───── DATASET ENTRIES

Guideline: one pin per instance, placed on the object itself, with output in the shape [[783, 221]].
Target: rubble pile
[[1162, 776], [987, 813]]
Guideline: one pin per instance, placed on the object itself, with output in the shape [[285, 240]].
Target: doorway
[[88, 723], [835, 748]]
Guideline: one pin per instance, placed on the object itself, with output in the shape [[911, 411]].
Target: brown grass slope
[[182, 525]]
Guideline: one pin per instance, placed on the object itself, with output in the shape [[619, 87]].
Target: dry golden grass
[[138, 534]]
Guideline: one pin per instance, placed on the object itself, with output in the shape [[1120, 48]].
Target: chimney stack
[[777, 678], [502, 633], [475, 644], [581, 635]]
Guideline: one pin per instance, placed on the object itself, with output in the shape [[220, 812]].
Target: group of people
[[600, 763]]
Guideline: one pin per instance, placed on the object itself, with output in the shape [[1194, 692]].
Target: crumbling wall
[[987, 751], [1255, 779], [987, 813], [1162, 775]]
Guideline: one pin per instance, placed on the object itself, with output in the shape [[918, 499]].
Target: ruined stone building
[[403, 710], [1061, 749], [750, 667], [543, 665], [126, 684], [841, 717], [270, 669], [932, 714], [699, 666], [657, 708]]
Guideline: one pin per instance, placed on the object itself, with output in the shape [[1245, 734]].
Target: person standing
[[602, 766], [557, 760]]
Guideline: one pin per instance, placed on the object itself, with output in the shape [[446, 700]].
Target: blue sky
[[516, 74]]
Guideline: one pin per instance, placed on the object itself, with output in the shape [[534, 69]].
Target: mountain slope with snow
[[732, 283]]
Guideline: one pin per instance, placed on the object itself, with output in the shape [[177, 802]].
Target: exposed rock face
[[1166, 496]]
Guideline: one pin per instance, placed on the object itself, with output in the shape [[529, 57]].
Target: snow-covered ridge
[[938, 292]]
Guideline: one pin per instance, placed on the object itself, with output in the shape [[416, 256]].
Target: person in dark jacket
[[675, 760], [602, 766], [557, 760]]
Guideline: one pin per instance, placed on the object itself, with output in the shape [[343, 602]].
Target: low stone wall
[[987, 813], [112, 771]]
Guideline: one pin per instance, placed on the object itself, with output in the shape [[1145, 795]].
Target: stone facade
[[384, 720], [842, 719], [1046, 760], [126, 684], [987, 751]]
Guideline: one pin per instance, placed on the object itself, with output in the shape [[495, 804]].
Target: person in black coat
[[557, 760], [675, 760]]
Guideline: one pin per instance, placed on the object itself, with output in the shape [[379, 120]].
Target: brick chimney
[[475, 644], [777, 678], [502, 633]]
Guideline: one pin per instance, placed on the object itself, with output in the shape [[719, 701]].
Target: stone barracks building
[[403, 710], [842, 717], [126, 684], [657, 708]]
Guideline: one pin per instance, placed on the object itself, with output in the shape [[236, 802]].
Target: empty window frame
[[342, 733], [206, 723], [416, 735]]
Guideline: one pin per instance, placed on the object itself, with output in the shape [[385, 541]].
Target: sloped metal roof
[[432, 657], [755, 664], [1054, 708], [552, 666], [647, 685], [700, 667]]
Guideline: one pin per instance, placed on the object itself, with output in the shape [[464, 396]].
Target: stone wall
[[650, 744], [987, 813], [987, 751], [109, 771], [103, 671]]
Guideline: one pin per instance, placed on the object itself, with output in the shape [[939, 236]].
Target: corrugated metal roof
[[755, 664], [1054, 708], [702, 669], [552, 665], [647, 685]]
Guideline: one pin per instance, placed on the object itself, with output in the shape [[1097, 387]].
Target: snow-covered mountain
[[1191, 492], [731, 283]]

──────────

• TASK ITEM
Starting with the first record, copy everything through the final one exactly.

• EXERCISE SOLUTION
Guideline: one pin per instance, placed on the object itself, with output in the shape [[783, 221]].
Target: rubble pile
[[1162, 776], [987, 813]]
Guideline: one pin per instance, placed on the object itself, with output in the shape [[285, 240]].
Target: doorway
[[88, 723], [835, 748]]
Guideline: one pin per instance, placed on the object itself, with output in the shape [[911, 411]].
Target: brown grass slope
[[182, 525]]
Guideline: one pin per instance, placed on the object itself, with output in the shape [[619, 87]].
Target: dry golden grass
[[138, 534]]
Guideline: one pin per instance, placed on the object itself, with output in the shape [[1120, 48]].
Target: chimney stack
[[777, 678], [502, 633], [475, 644], [581, 635]]
Guideline: one pin per instance, placed on the object itself, with output in the shape [[220, 812]].
Target: group of people
[[600, 763]]
Guideline: one pin per instance, placed on the object itself, with output in the shape [[1194, 692]].
Target: crumbling wall
[[987, 751], [1255, 779], [987, 813], [1162, 775]]
Guideline: one pin per instance, placed on the object itself, with output in the shape [[918, 499]].
Target: ruined stone building
[[403, 710], [1061, 749], [750, 667], [543, 665], [126, 684], [841, 717], [270, 669], [932, 714], [699, 666], [657, 708]]
Guideline: one pin per instance, placed on the object itself, with output in the shape [[1245, 734]].
Target: person standing
[[602, 766], [557, 760]]
Guideline: one pin per instance, placed on the object itself, with output in the shape [[446, 700]].
Target: blue sky
[[516, 74]]
Guideline: one pin per instance, placed on the object itself, with output in the shape [[534, 69]].
Target: mountain slope with snow
[[732, 283]]
Guideline: one pin per instance, placed on the object itself, with output in the shape [[177, 802]].
Target: exposed rock face
[[1166, 496]]
Guideline: one pin per instance, placed on the object itself, with output in the shape [[529, 57]].
Target: snow-covered ridge
[[938, 292]]
Guideline: one pin per instance, placed on the object itself, with output in the shape [[416, 256]].
Target: person in dark jacket
[[675, 760], [602, 766], [557, 760]]
Guideline: one pin per instance, placed on the object itself, with output in the shape [[343, 602]].
Target: low stone wall
[[987, 813], [112, 771]]
Guideline: one pin per instance, placed on the object itself, with output in the shape [[1145, 795]].
Target: stone facade
[[384, 720], [842, 719], [1046, 760], [126, 684], [987, 751]]
Guideline: one pin per instance, placed on the object itself, with output in the shape [[495, 804]].
Target: person in black coat
[[557, 760], [675, 760]]
Guideline: one pin per instance, placed on the object itself, with output in the shape [[379, 120]].
Target: brick chimney
[[475, 644], [777, 678], [502, 633]]
Guideline: one pin per instance, placed on the object itself, with output in the shape [[719, 701]].
Target: stone barracks building
[[403, 710], [842, 717], [126, 684], [657, 708]]
Guideline: one pin per instance, placed on the object itself, with output in the shape [[236, 802]].
Target: empty window frame
[[342, 733], [206, 723], [416, 735]]
Guideline: one pin per instance, placed on the object itself, with output in the shape [[385, 541]].
Target: sloped metal roof
[[432, 657], [755, 664], [1054, 708], [552, 666], [647, 685], [700, 667]]
Guideline: one pin per instance, placed on the object itself, with output in the shape [[464, 396]].
Target: stone wall
[[650, 744], [987, 813], [987, 751], [109, 771], [103, 671]]
Guideline: one pin per instance, placed on the object itself, with output in the shape [[939, 236]].
Target: corrugated metal roof
[[755, 664], [1054, 708], [702, 669], [552, 665], [647, 685]]
Guideline: one pin per instance, placed on the object itself, with output in the shape [[1097, 387]].
Target: snow-covered mountain
[[1191, 492], [731, 283]]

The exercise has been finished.